■ Entries provided ■

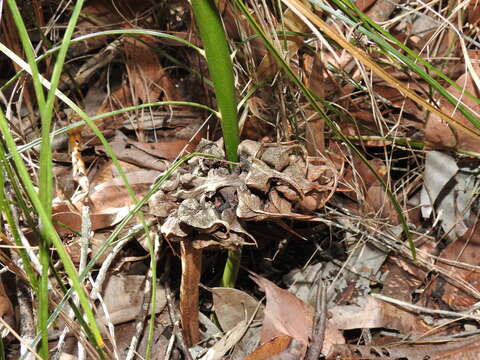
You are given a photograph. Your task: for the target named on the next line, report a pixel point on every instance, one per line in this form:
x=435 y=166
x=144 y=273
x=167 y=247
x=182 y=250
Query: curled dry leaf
x=232 y=306
x=272 y=181
x=285 y=314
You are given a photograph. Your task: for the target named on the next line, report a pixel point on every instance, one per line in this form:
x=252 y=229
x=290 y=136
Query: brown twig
x=319 y=323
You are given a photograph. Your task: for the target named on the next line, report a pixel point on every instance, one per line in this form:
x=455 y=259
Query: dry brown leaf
x=6 y=307
x=126 y=152
x=285 y=314
x=368 y=312
x=468 y=349
x=169 y=149
x=232 y=306
x=465 y=250
x=271 y=348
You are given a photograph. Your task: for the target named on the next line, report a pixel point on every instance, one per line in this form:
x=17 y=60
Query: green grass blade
x=49 y=229
x=221 y=71
x=315 y=103
x=375 y=34
x=116 y=232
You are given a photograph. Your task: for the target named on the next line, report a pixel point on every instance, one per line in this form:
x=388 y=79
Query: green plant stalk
x=129 y=32
x=314 y=101
x=118 y=229
x=220 y=68
x=408 y=61
x=109 y=151
x=49 y=230
x=45 y=172
x=5 y=169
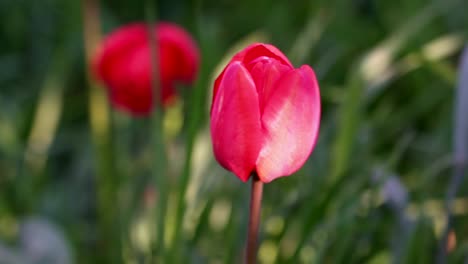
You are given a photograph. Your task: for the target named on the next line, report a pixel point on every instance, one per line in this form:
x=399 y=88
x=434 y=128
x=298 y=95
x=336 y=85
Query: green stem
x=100 y=131
x=159 y=148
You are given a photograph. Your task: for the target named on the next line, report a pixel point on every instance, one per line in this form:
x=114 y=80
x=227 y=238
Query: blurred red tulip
x=265 y=114
x=123 y=64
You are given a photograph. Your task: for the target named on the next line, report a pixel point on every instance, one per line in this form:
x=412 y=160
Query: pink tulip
x=123 y=64
x=265 y=114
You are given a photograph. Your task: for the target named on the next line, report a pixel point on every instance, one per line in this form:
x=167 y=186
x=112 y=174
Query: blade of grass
x=461 y=151
x=101 y=137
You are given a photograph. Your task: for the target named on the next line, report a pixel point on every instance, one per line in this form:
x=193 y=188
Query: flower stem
x=254 y=219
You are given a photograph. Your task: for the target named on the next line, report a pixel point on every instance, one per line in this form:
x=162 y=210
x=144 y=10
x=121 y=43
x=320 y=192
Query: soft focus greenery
x=373 y=190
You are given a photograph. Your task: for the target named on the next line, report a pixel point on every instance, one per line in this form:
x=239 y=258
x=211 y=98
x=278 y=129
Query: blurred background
x=81 y=183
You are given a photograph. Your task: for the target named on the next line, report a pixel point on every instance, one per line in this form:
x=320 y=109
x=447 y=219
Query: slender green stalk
x=254 y=220
x=159 y=148
x=100 y=131
x=461 y=153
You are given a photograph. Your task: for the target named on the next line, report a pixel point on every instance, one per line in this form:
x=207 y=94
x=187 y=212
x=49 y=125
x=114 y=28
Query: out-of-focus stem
x=254 y=220
x=159 y=148
x=99 y=116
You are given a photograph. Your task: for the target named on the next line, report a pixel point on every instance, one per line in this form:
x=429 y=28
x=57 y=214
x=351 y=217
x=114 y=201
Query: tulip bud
x=265 y=114
x=123 y=63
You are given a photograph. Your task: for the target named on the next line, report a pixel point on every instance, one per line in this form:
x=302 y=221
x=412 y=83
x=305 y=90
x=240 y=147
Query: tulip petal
x=235 y=122
x=178 y=53
x=290 y=121
x=251 y=53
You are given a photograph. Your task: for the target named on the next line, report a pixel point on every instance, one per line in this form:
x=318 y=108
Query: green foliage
x=387 y=72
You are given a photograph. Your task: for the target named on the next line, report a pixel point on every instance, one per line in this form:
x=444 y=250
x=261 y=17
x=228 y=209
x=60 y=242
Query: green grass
x=388 y=73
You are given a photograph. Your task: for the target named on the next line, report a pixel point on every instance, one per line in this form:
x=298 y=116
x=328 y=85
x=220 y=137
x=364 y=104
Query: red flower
x=123 y=64
x=265 y=114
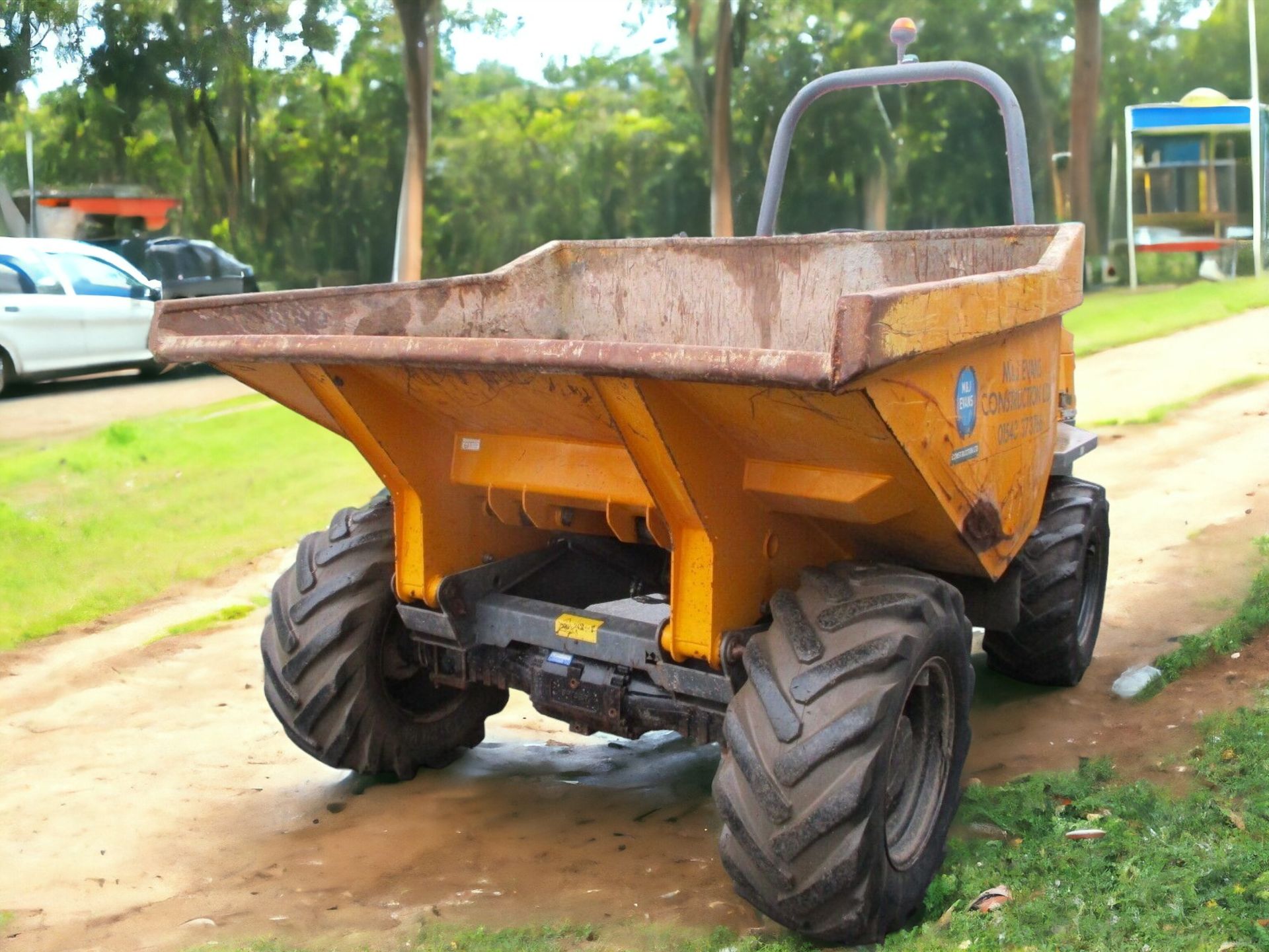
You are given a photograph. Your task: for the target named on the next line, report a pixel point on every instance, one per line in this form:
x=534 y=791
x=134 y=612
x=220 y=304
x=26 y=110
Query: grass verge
x=102 y=523
x=1173 y=871
x=1221 y=640
x=207 y=623
x=1158 y=415
x=1112 y=318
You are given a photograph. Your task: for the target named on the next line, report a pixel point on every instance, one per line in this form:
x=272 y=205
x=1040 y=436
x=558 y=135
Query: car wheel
x=8 y=374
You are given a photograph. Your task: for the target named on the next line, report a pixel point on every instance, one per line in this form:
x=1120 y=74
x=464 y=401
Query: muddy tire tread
x=328 y=611
x=1044 y=648
x=801 y=775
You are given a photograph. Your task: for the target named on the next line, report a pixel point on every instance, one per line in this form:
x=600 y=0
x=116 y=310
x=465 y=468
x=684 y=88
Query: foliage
x=1250 y=620
x=207 y=623
x=296 y=168
x=1112 y=318
x=1160 y=412
x=100 y=523
x=1173 y=873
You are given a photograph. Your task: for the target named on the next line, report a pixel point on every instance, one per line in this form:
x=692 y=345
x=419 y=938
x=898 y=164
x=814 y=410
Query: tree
x=711 y=81
x=419 y=22
x=720 y=128
x=1085 y=78
x=24 y=26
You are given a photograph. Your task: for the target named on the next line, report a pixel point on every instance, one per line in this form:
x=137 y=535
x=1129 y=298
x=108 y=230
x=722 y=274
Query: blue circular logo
x=966 y=401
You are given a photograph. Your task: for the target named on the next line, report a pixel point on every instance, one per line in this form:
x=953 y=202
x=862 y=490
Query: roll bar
x=902 y=74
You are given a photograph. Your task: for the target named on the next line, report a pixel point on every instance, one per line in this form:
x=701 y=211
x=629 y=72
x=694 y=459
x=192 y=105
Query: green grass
x=1173 y=871
x=207 y=623
x=1221 y=640
x=103 y=523
x=1158 y=415
x=1112 y=318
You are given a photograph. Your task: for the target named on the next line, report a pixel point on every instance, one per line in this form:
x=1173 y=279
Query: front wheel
x=342 y=675
x=843 y=751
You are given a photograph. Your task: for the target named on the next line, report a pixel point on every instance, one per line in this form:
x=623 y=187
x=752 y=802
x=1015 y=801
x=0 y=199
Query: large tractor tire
x=843 y=751
x=1063 y=583
x=340 y=673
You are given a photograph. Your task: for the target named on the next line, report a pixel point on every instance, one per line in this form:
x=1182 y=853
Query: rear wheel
x=843 y=751
x=1063 y=582
x=342 y=675
x=8 y=375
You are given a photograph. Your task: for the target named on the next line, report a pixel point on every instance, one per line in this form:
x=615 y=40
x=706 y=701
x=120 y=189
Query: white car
x=69 y=309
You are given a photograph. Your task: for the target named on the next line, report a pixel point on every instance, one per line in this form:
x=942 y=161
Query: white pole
x=1127 y=197
x=1256 y=159
x=31 y=184
x=1113 y=196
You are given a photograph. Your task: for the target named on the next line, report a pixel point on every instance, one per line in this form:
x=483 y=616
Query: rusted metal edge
x=590 y=358
x=546 y=251
x=1055 y=285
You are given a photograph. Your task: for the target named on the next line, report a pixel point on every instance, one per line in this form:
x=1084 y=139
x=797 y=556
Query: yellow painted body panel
x=910 y=420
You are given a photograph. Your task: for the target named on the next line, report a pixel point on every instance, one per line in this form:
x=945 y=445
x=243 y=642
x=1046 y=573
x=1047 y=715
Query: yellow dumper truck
x=751 y=490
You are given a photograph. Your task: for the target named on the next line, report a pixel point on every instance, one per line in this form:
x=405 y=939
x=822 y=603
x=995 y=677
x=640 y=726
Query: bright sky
x=539 y=31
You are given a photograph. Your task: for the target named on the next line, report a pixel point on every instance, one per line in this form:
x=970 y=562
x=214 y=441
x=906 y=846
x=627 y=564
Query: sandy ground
x=1127 y=383
x=151 y=803
x=63 y=408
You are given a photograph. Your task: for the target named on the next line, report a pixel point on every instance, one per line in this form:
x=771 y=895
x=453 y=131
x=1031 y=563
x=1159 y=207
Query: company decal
x=966 y=401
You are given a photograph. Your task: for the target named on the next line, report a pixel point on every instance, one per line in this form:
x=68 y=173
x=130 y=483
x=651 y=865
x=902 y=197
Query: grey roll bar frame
x=904 y=74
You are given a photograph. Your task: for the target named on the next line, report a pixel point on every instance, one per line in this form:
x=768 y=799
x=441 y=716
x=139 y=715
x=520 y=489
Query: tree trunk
x=1084 y=118
x=720 y=129
x=876 y=194
x=418 y=26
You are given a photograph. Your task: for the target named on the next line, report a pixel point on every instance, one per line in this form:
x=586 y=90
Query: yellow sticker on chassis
x=578 y=628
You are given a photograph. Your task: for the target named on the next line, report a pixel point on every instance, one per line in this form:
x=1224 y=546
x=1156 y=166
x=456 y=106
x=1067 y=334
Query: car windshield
x=34 y=269
x=92 y=275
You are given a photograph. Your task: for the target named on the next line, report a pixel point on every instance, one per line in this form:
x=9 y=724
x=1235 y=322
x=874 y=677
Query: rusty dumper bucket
x=617 y=470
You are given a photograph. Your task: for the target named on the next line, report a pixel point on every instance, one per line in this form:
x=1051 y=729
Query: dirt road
x=70 y=407
x=151 y=801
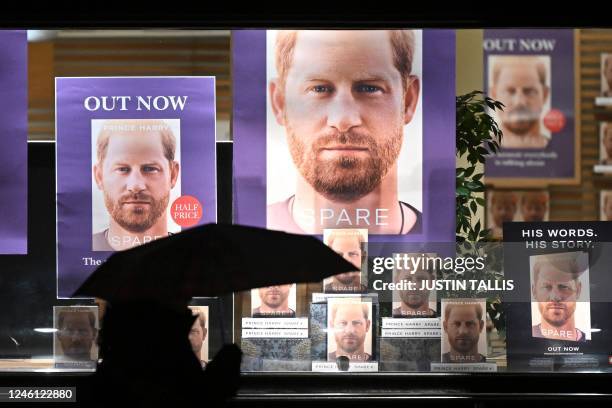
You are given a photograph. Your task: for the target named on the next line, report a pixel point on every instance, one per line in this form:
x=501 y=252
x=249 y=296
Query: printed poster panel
x=135 y=163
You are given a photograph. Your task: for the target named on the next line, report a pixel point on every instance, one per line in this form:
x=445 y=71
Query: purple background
x=249 y=132
x=14 y=152
x=74 y=173
x=562 y=98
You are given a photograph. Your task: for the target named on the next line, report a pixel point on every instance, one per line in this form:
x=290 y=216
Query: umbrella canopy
x=212 y=260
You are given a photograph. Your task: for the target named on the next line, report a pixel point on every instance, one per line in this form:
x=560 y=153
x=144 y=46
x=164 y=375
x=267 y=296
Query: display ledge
x=382 y=389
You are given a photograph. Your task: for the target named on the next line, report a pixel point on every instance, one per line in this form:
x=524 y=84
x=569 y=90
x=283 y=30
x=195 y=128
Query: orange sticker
x=554 y=120
x=186 y=211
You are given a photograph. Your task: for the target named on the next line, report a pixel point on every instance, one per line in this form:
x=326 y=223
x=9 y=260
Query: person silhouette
x=147 y=359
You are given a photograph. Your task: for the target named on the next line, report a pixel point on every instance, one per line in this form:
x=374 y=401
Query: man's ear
x=97 y=172
x=175 y=167
x=411 y=97
x=277 y=100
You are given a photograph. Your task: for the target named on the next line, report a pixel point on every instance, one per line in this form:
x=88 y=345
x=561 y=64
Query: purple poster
x=14 y=154
x=135 y=162
x=346 y=129
x=532 y=73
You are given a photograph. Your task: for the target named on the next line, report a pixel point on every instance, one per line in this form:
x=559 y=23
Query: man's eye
x=321 y=89
x=368 y=88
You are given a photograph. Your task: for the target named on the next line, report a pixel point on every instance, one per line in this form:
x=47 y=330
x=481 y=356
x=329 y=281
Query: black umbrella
x=212 y=260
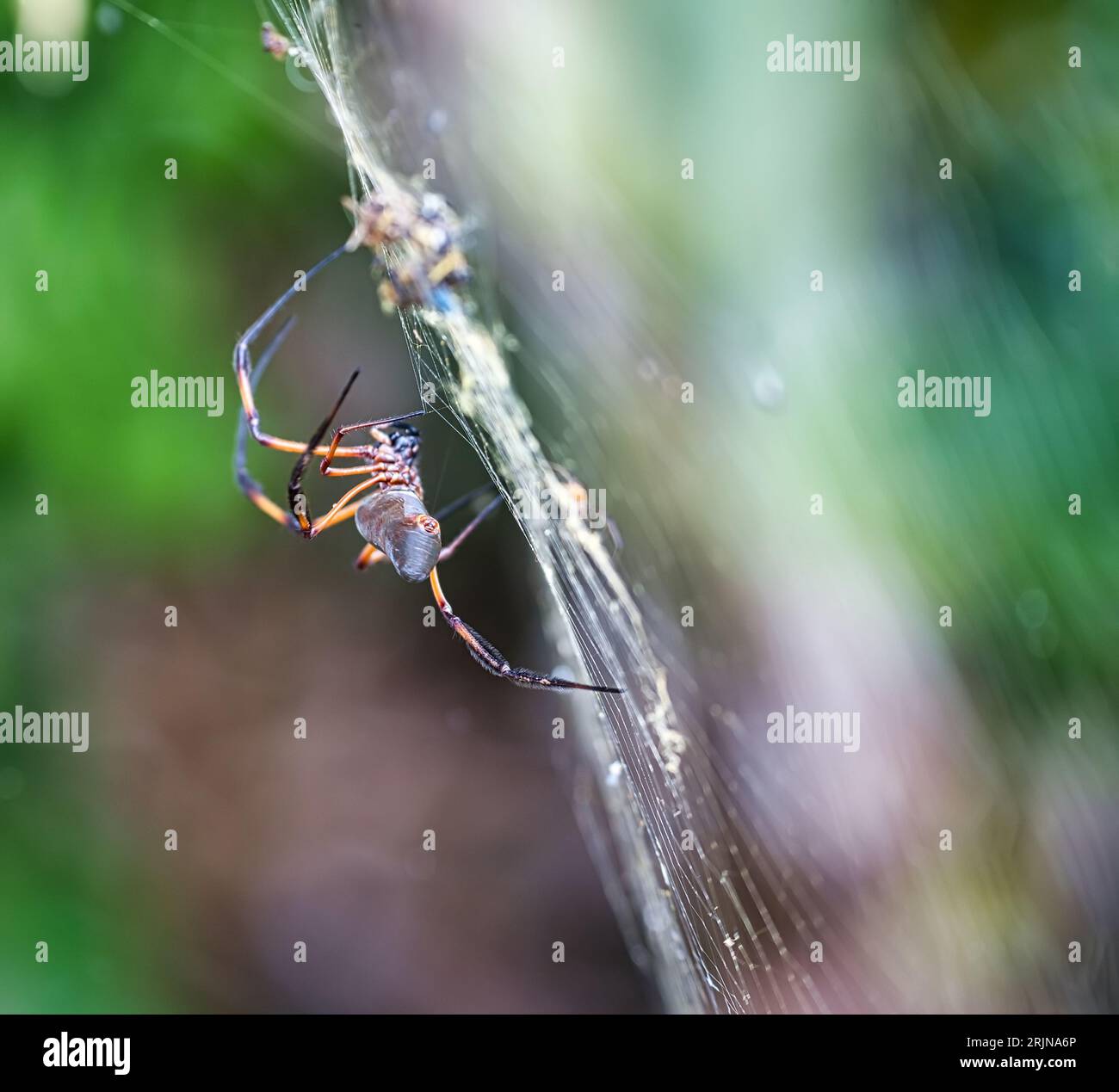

■ Job ■
Could you copy the material word for word, beginning at its start and stopping after the line that contains "x=116 y=232", with the pictures left out?

■ Answer to the task ■
You are given a photograph. Your task: for the target named on the next line, report a pixel point on every instance, one per line in this form:
x=435 y=166
x=144 y=273
x=167 y=247
x=182 y=250
Query: curled dry leaf
x=232 y=306
x=272 y=181
x=285 y=314
You are given a photograph. Your task: for the target named on the next line, report a pixel point on every instance, one per line in this form:
x=252 y=229
x=290 y=136
Query: brown twig
x=319 y=323
You are given a photograph. Your task: for the target named on the next line, report a pixel point on every instance, one per line in this form:
x=455 y=259
Query: dry brown leaf
x=6 y=307
x=126 y=152
x=285 y=314
x=368 y=312
x=468 y=349
x=169 y=149
x=232 y=306
x=465 y=250
x=271 y=348
You are given a photograph. Your task: for the target named on the next line, report a pixel point on every instance, one per line in this form:
x=17 y=60
Query: green grass blade
x=49 y=229
x=221 y=71
x=315 y=103
x=375 y=34
x=116 y=232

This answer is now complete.